Instructions to follow: Reproduce the data below word for word, from its first line through the line containing "[0,0,450,60]", with both ends included. Omit the pictures from your answer.

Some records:
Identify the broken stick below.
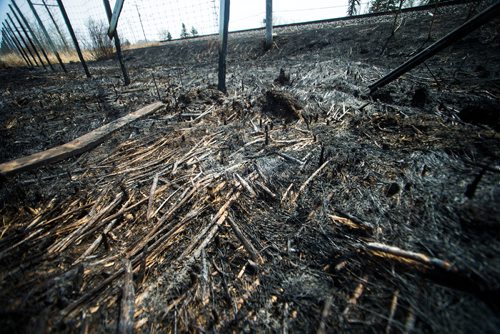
[0,102,164,176]
[118,259,135,334]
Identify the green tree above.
[191,27,198,37]
[181,23,189,38]
[347,0,360,16]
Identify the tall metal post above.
[135,3,148,42]
[26,0,67,72]
[103,0,130,86]
[3,21,33,68]
[9,5,47,69]
[266,0,273,49]
[217,0,230,93]
[42,0,69,51]
[2,28,32,68]
[9,0,55,71]
[2,29,17,52]
[7,13,40,66]
[57,0,91,78]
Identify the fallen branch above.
[0,102,164,176]
[366,242,456,271]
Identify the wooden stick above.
[118,259,135,334]
[48,193,123,253]
[366,242,456,271]
[316,296,333,334]
[0,102,164,176]
[385,290,399,334]
[228,216,264,264]
[234,173,257,198]
[146,173,159,221]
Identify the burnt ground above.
[0,5,500,333]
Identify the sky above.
[0,0,369,44]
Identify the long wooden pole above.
[368,1,500,93]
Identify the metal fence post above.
[7,13,39,67]
[9,5,47,69]
[103,0,130,86]
[266,0,273,49]
[3,21,33,68]
[12,0,55,71]
[42,0,69,51]
[2,29,17,52]
[217,0,230,93]
[27,0,67,72]
[2,27,31,67]
[57,0,91,78]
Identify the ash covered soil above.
[0,5,500,333]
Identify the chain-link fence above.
[0,0,476,70]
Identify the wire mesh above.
[0,0,452,57]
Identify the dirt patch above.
[0,4,500,333]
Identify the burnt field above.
[0,5,500,333]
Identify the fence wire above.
[0,0,450,60]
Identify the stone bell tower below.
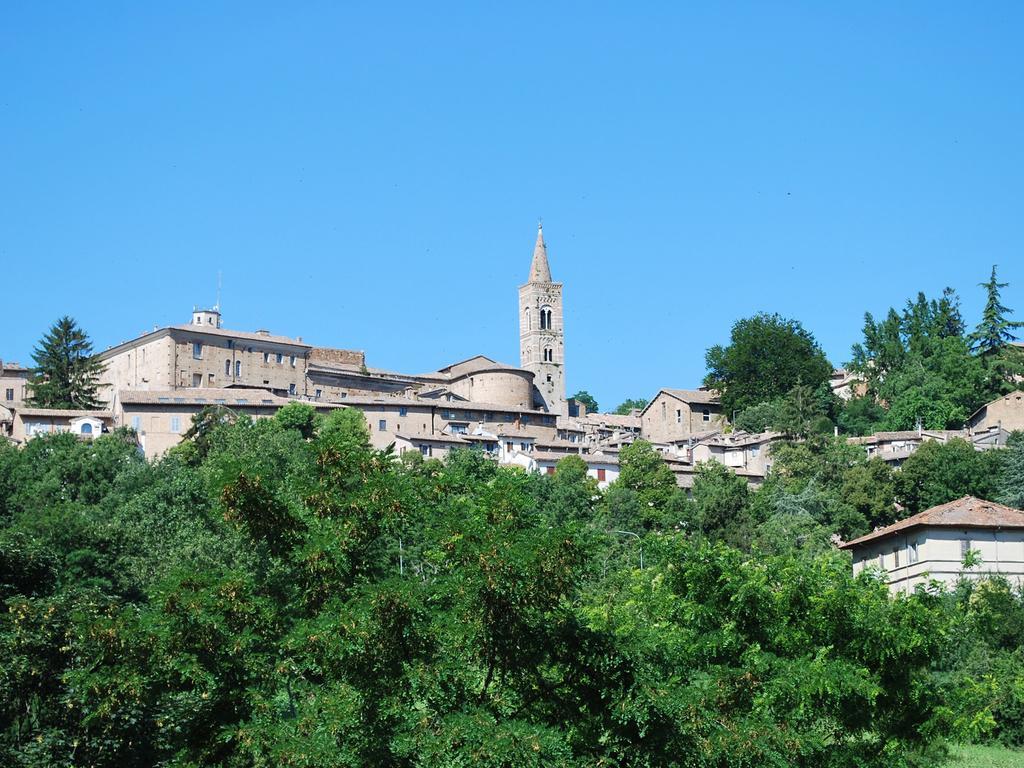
[519,225,568,416]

Task result:
Identify the broken stick below.
[0,102,164,176]
[118,259,135,334]
Identify the green tree above.
[191,27,198,37]
[181,23,189,38]
[347,0,360,16]
Identify the tall metal post above.
[135,3,148,42]
[26,0,67,72]
[103,0,130,86]
[3,21,33,68]
[9,5,47,69]
[266,0,273,49]
[217,0,230,93]
[42,0,69,51]
[2,28,32,68]
[9,0,55,71]
[2,29,17,52]
[7,13,40,66]
[57,0,91,78]
Identify the fallen branch above.
[0,102,164,176]
[366,242,456,271]
Identify the wooden stick above.
[118,259,135,334]
[48,193,123,253]
[366,242,456,271]
[316,296,333,334]
[0,102,164,176]
[385,290,399,334]
[228,216,264,264]
[234,173,257,198]
[146,173,159,221]
Identify the burnt ground above.
[0,5,500,333]
Identify the sky above.
[0,0,369,44]
Identify the long wooden pole above.
[368,1,500,93]
Identify the metal fence post above.
[7,13,39,67]
[9,5,47,69]
[103,0,130,86]
[266,0,273,49]
[3,21,33,68]
[12,0,55,71]
[42,0,69,51]
[2,29,17,52]
[217,0,230,93]
[27,0,67,72]
[2,27,31,67]
[57,0,91,78]
Identify the ash covered soil above.
[0,5,500,333]
Identify the chain-link fence above.
[0,0,476,70]
Identify the wire mesh above.
[0,0,452,57]
Identify the dirt patch above.
[0,4,500,333]
Identify the burnt field above.
[0,5,500,333]
Identify the fence wire above.
[0,0,450,60]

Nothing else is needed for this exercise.